>>>>>

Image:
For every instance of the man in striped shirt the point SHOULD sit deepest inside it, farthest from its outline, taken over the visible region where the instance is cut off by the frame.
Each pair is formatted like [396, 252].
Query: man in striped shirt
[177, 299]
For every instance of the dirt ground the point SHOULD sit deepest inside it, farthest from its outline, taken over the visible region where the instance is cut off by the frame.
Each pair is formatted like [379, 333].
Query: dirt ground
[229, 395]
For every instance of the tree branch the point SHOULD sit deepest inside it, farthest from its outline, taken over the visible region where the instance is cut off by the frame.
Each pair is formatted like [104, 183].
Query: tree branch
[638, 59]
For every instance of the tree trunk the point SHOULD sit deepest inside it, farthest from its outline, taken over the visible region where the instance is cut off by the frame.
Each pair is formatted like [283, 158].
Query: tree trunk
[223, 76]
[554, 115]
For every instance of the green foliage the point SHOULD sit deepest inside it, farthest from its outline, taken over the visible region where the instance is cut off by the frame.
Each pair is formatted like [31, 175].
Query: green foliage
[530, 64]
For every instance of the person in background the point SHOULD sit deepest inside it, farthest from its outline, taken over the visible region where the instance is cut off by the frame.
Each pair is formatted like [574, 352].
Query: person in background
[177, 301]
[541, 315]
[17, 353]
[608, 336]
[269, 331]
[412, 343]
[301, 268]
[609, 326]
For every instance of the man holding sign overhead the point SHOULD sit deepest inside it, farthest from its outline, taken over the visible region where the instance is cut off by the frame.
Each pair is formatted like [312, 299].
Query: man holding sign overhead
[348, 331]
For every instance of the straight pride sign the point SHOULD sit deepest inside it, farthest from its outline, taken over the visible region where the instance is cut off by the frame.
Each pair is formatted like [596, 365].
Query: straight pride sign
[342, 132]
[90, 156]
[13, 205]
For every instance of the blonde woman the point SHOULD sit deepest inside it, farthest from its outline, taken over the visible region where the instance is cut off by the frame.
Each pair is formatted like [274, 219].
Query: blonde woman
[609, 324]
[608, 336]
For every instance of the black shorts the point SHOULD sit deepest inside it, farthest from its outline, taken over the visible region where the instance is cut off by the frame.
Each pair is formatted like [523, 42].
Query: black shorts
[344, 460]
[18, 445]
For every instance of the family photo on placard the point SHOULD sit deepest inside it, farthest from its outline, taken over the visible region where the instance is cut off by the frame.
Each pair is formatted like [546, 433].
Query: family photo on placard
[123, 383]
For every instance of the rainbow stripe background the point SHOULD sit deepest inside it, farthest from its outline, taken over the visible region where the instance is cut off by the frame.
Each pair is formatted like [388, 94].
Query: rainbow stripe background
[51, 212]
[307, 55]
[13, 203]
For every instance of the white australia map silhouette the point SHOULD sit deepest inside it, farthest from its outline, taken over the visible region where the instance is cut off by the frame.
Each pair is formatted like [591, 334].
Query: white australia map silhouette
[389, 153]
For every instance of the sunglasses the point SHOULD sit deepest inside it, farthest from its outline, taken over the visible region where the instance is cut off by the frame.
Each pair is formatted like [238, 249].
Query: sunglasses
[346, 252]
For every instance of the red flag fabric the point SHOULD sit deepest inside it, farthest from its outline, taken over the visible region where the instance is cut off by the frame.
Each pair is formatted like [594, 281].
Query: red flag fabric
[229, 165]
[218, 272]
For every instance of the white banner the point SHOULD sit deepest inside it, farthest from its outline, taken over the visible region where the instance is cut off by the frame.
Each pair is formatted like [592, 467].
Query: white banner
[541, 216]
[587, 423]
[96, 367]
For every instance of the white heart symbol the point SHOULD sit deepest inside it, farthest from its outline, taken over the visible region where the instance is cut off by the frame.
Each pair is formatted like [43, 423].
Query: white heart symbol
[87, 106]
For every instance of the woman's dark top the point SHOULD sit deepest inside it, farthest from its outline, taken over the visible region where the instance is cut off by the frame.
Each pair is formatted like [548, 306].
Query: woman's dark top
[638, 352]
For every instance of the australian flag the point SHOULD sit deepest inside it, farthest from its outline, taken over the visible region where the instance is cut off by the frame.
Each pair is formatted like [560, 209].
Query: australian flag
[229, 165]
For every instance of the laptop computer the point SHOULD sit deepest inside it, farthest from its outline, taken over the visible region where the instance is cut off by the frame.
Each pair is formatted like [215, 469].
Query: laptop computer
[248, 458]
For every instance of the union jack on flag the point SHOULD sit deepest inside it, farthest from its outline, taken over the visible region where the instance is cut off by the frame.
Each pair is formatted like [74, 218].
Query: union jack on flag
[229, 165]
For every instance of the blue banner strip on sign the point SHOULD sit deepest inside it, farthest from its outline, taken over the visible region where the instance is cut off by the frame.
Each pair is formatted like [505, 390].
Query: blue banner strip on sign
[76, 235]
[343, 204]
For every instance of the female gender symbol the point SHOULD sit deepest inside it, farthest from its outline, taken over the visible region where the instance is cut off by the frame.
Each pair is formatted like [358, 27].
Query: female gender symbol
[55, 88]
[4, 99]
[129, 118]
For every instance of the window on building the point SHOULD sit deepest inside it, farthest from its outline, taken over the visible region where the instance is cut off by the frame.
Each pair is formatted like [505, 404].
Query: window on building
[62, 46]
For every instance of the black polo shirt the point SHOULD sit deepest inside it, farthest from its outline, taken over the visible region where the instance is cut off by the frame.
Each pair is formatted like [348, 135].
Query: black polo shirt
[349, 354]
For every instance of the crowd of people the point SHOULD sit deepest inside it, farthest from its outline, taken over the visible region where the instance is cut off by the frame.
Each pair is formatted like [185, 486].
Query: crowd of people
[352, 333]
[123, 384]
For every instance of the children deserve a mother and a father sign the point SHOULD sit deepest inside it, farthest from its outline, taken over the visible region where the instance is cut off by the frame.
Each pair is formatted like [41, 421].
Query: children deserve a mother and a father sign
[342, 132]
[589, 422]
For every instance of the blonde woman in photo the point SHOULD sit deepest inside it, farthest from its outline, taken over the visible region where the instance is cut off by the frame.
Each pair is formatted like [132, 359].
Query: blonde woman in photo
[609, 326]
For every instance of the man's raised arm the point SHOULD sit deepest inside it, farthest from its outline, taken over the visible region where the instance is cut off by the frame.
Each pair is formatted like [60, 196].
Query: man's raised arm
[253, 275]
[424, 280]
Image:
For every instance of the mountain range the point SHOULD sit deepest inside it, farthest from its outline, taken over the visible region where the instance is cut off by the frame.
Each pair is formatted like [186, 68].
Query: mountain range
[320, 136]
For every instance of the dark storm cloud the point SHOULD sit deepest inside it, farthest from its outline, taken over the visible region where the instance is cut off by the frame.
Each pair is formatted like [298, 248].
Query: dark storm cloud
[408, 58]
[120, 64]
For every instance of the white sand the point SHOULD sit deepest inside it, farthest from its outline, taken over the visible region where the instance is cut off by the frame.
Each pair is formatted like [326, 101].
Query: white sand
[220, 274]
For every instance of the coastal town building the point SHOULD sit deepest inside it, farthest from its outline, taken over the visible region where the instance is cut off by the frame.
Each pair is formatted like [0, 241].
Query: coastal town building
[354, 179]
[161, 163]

<<<<<

◆ WHAT YOU ARE ASKED TO DO:
Nothing may be omitted or altered; reproduce all of the entries.

◆ REPLY:
Image:
For every instance of the man in striped shirt the point SHOULD sit deepest inside it, farthest from its outline, taken over the visible region where the instance is cut off by the frame.
Each pair is formatted like [396, 252].
Query: man in striped shirt
[177, 299]
For every instance of the dirt ground the point SHOULD sit deepest inside it, farthest from its outline, taken over the visible region where the instance is cut off by the frame.
Each pair is formatted like [379, 333].
Query: dirt ground
[229, 395]
For every instance of the tree branch the point SHOULD sit deepest inside it, farthest from its outline, taken over the visible region where the instance is cut off by the frame.
Each pair is formatted like [104, 183].
Query: tree branch
[638, 59]
For every instance of the tree trunk the point SHOULD sit deepest inside it, farthest from its outline, taken over the visible region where the instance is cut off by the frame.
Each pair is formatted like [283, 158].
Query: tree trunk
[223, 76]
[554, 115]
For every instance of the green foliage the point SHOULD sit deepest inside it, farthest from its outline, taken over the visible region where the instance is cut off by the frame.
Each pair is formatted like [31, 175].
Query: green foliage
[530, 64]
For every instance of the person in background the point SHOULD sit deepest inside it, farthest from its outline, taken over the visible region where the instance is cut off by the frame.
Each pair is formatted like [574, 352].
Query: person in background
[177, 301]
[541, 315]
[17, 353]
[608, 336]
[269, 331]
[412, 343]
[301, 268]
[609, 326]
For every instance of the man holding sign overhead the point SHOULD sit deepest inside it, farthest from its outline, taken over the visible region where the instance is cut off by the frame.
Each pair is formatted like [312, 299].
Query: man holding sign overhead
[348, 331]
For every instance of the straight pride sign the point SHOULD sit deepest inside it, farthest from its outline, taken over the visible region where the instance is cut off by the frame.
Each pair is formatted like [596, 365].
Query: straight pride sign
[342, 132]
[90, 156]
[13, 205]
For every instance of the blonde woman the point SHOULD sit deepest inside it, farthest from its outline, taken over the visible region where the instance is cut off by the frame.
Each pair is formatted like [274, 219].
Query: blonde woman
[609, 324]
[608, 336]
For every instance of the black shorts the point SHOULD sit deepest inside it, farthest from its outline, taken over the visible region where the instance is cut off by the frame.
Each pair is formatted like [523, 42].
Query: black shorts
[344, 460]
[18, 445]
For every instance of the family photo on placard the point SHOULD sit deepest inside it, farthest from its outline, taken over the visible region where the instance is cut off by the frame.
Each pair is formatted like [546, 433].
Query: family photo on placard
[123, 383]
For every instance of the rainbow stripe background the point SHOULD sit deepest inside it, farthest from its outline, taken over the visible region where the instance is cut off by the frame.
Each pair is formatted like [388, 94].
Query: rainbow stripe background
[51, 212]
[307, 55]
[13, 203]
For every instance of the white australia map silhouette the point SHOULD sit deepest inside it, farthest from its outline, taken over the visible region where the instance is cut off by the frame.
Each pair is formatted like [591, 334].
Query: white australia map silhouette
[389, 153]
For every instance of the sunglasses the point SHOULD sit deepest inside it, farthest from its outline, taken over the visible region where the instance is cut off by the frame.
Each pair is formatted like [238, 249].
Query: sunglasses
[346, 252]
For every instance of the red flag fabric the point SHOULD sit deepest inside it, farthest from its outline, taken over the visible region where the instance is cut off by the frame.
Each pair is formatted like [594, 281].
Query: red flag fabric
[229, 165]
[218, 272]
For every instance of the white banner the point SHOULD sit deepest inside it, farthest from its outline, taken over the visible region where the instance is cut off by the frame.
Each pair is formatted like [592, 467].
Query: white banner
[541, 216]
[587, 423]
[96, 367]
For every instance of the white heart symbol the point SHOULD sit deepest inside it, farthest from its outline, taken over the visible region where the instance is cut off by the frame.
Each pair is formatted like [43, 423].
Query: white heart symbol
[87, 106]
For every instance of the woman's dark top the point SHOULD sit deepest inside it, farthest from its outline, taken over the visible region where the instance is cut off by the frame.
Each pair is formatted like [548, 306].
Query: woman's dark top
[638, 352]
For every instance of the australian flag the point SHOULD sit deepest inside it, farthest from its outline, taken over the visible region where the instance is cut off by the frame.
Each pair is formatted like [560, 209].
Query: australian flag
[229, 165]
For every instance of the laptop computer the point SHOULD sit deepest inside it, farthest from its outline, taken over the visible region where the instance is cut off by the frame.
Each pair is formatted like [215, 469].
Query: laptop computer
[248, 458]
For every instance of the union jack on flag the point SHOULD sit deepest inside it, farthest from its outline, taken over the visible region where the instance is cut off by the frame.
Each pair is formatted like [74, 218].
Query: union jack on flag
[229, 165]
For every instance of the blue banner strip on sign the point SHOULD sit deepest inside it, farthest from its outline, taken over the visible region where the instance is cut off by the frame.
Each pair is formatted like [505, 390].
Query: blue banner strip on sign
[76, 235]
[343, 204]
For every instance of the female gender symbol the point SHOULD sit deepest inside it, farthest from its outline, taken over the visible region where the instance is cut off by the frame.
Each pair is formatted like [358, 27].
Query: female gender symbol
[55, 88]
[4, 99]
[129, 118]
For every instance of the window on building the point SHOULD sit deepest inside it, farthest from its outline, taken over the visible region where the instance is cut off by the frame.
Each pair is formatted like [505, 404].
Query: window on building
[62, 46]
For every instance of the black polo shirt the point SHOULD sit deepest inside it, farthest from its outline, taken over the visible region where the instance is cut off by the frame.
Each pair is formatted like [348, 135].
Query: black polo shirt
[349, 354]
For every instance of the crowd of people the point SHOULD sit deepest inside it, farthest from its outline, taken over the visible region where the instance is cut off by the frame.
Each pair is formatted like [185, 486].
Query: crowd of people
[352, 333]
[123, 384]
For every instance of the children deserve a mother and a father sign the point SHOULD sit deepest inside it, farthest from its outline, taken over the visible region where the instance is cut off by the frame.
Each pair is formatted like [41, 421].
Query: children deserve a mother and a father sign
[342, 132]
[589, 422]
For every instance of the blonde woman in photo the point SHOULD sit deepest inside it, farthest from its outline, taken over the visible region where the instance is cut off by the frame.
Each pair is formatted like [132, 359].
Query: blonde woman in photo
[609, 326]
For every instance of the man's raised arm the point SHOULD sit deepest inside it, farthest from its outline, taken over the visible region where the instance is cut off by the frame.
Each pair is formatted like [60, 196].
Query: man's raised arm
[253, 275]
[424, 280]
Image:
For every instance of the mountain range the point SHOULD sit deepest inside it, farthest from its outline, taken over the visible region where the instance is cut off by the frame.
Each pair is formatted like [186, 68].
Query: mountain range
[320, 136]
For every instance of the dark storm cloud the point SHOULD sit deepest inside it, farthest from its outline, taken over the visible region where the instance is cut off by the frame.
Each pair is formatted like [298, 248].
Query: dark storm cloud
[408, 58]
[120, 64]
For every instance of the white sand the point SHOULD sit deepest inside it, farthest from its outline, taken over the visible region where the instance is cut off by the frame.
Each pair is formatted like [326, 101].
Query: white sand
[220, 274]
For every instance of the coastal town building the point SHOULD sit deepest inside it, farthest from its outline, taken over the visible region where the instance is cut off by the frame.
Each pair is formatted like [0, 241].
Query: coastal town building
[354, 179]
[161, 163]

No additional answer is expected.